→ **WHAT THE EXERCISE ASKS**
Copy word for word, and only, the lines below from the one with "Where can the man's" through the last.

→ **DATA SUPPLIED**
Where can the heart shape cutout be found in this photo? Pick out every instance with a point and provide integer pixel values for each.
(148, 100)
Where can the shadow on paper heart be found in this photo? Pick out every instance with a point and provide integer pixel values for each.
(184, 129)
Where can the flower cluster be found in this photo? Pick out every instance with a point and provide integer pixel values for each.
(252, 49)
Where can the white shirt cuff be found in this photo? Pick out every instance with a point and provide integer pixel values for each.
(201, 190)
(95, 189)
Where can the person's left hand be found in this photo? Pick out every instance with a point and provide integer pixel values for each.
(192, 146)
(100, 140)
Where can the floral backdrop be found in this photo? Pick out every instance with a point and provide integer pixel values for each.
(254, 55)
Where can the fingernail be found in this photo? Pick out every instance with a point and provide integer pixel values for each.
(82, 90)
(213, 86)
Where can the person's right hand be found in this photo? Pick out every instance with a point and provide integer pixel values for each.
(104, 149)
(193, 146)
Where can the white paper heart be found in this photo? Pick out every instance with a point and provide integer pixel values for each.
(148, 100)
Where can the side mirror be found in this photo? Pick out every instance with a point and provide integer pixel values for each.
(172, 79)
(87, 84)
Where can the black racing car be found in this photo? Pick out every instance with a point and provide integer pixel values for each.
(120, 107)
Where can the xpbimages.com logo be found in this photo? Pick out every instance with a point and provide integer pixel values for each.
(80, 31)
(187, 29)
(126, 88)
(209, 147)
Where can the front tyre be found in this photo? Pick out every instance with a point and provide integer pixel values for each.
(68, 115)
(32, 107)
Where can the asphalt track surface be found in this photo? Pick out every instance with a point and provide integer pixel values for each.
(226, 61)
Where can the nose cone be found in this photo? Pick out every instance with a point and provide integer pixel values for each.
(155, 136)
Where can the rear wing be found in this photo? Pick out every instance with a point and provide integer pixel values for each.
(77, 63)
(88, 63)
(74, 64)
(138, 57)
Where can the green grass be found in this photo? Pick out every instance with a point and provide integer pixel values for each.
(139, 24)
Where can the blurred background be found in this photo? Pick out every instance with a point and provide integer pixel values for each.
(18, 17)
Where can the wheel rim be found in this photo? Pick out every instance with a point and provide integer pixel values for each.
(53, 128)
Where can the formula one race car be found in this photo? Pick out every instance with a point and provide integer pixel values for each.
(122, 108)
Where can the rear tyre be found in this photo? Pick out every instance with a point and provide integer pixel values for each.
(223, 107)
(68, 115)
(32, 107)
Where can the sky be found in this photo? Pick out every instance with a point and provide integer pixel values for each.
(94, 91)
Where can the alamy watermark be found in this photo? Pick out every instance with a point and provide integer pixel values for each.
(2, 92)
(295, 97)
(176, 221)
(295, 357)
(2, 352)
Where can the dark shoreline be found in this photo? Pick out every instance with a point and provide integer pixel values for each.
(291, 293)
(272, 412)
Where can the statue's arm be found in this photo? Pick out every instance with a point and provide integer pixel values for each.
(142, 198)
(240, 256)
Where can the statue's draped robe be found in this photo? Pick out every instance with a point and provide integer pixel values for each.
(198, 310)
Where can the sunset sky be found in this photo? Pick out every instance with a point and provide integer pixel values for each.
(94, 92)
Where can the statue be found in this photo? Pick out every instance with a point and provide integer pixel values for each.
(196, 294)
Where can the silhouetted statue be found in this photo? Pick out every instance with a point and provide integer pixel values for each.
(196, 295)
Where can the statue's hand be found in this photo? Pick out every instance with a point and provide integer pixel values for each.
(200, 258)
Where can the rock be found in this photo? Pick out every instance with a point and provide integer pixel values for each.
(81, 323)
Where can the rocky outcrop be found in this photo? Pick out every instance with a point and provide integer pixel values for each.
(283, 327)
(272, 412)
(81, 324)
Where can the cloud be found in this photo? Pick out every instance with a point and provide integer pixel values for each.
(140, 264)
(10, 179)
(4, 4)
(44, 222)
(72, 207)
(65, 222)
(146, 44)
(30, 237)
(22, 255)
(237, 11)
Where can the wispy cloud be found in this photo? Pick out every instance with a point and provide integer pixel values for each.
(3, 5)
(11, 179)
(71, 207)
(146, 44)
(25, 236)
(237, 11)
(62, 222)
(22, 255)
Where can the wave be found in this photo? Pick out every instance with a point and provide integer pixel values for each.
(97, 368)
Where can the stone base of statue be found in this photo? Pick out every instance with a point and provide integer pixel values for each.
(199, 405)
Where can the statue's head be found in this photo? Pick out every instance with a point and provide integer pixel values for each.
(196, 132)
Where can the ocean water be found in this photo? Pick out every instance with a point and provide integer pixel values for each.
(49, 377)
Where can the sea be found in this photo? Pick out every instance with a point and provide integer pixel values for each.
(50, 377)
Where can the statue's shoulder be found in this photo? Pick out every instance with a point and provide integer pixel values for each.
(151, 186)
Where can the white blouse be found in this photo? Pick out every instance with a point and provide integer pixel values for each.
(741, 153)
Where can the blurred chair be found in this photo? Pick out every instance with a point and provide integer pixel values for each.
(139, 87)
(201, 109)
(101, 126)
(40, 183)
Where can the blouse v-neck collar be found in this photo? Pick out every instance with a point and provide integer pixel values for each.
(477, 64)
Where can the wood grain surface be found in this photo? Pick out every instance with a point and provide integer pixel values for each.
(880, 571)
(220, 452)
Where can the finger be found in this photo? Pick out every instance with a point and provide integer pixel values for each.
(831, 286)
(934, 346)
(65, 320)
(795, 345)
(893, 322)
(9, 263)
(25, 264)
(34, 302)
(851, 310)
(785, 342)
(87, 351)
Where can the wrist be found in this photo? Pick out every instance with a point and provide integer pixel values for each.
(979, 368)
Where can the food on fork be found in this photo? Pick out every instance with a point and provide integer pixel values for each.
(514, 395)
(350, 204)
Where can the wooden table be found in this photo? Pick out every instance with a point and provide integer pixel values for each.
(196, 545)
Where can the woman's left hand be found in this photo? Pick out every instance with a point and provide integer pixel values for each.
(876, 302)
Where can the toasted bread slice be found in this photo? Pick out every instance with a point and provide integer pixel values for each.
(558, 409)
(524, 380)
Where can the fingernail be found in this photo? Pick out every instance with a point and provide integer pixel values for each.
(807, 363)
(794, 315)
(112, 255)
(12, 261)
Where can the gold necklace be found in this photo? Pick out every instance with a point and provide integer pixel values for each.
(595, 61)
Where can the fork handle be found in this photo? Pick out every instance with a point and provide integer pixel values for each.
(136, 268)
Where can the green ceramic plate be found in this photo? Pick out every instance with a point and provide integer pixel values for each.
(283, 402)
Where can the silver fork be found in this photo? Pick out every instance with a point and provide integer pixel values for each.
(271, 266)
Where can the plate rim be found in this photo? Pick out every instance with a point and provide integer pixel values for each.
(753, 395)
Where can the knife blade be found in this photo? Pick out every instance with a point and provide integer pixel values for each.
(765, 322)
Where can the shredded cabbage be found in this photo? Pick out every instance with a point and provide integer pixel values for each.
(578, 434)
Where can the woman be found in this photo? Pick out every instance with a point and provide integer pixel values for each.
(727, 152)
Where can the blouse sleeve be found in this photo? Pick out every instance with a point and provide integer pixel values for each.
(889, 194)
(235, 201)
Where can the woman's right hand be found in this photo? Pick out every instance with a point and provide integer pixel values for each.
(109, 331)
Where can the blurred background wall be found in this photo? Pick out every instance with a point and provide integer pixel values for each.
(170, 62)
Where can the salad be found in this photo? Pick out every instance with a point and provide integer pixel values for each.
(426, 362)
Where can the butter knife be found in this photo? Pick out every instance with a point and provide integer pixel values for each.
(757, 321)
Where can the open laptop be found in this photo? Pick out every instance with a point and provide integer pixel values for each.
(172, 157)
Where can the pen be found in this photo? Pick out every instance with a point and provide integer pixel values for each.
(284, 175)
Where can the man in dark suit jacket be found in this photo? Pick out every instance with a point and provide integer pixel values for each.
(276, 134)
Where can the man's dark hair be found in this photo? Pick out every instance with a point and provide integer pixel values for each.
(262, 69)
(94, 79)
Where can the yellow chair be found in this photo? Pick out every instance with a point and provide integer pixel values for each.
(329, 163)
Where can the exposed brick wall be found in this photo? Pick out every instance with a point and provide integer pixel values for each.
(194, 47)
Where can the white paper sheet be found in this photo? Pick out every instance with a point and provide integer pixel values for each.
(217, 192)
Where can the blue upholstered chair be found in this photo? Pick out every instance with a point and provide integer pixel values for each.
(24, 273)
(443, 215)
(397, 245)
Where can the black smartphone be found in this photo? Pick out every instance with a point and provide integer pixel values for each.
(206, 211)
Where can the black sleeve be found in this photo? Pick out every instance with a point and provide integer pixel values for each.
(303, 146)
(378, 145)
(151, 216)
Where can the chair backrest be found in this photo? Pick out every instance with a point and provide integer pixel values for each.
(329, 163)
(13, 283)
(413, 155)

→ **EXERCISE SOLUTION**
Where can the man's dark hair be found in this photo? Pick out every instance with a point and provide integer pixel values for each.
(262, 69)
(94, 79)
Where can the yellow chair be found in this photo? Pick out every instance with a point and provide integer pixel values for each.
(329, 163)
Where can the exposed brick wall be found in this photo? Pick out every instance with a point and provide integer pixel values for each.
(194, 47)
Where can the white paper sheet be found in this photo? Pick out every instance with a point and provide integer pixel values for each.
(217, 192)
Where can the blue upholstered chair be found in this photo? Pick out every instance with a point and provide integer pixel values for each.
(24, 273)
(443, 215)
(397, 245)
Where can the black smartphone be found in this photo? Pick out every instance with a point and provide integer pixel values for each.
(206, 211)
Where can the black sleeve be found in this photo? Pick out every instance with a point and provide integer pixel values for each.
(303, 146)
(378, 145)
(151, 216)
Where can the chair backrest be found in this photo? Pick out every instance with a point and provide integer pixel values for each.
(329, 163)
(13, 283)
(413, 155)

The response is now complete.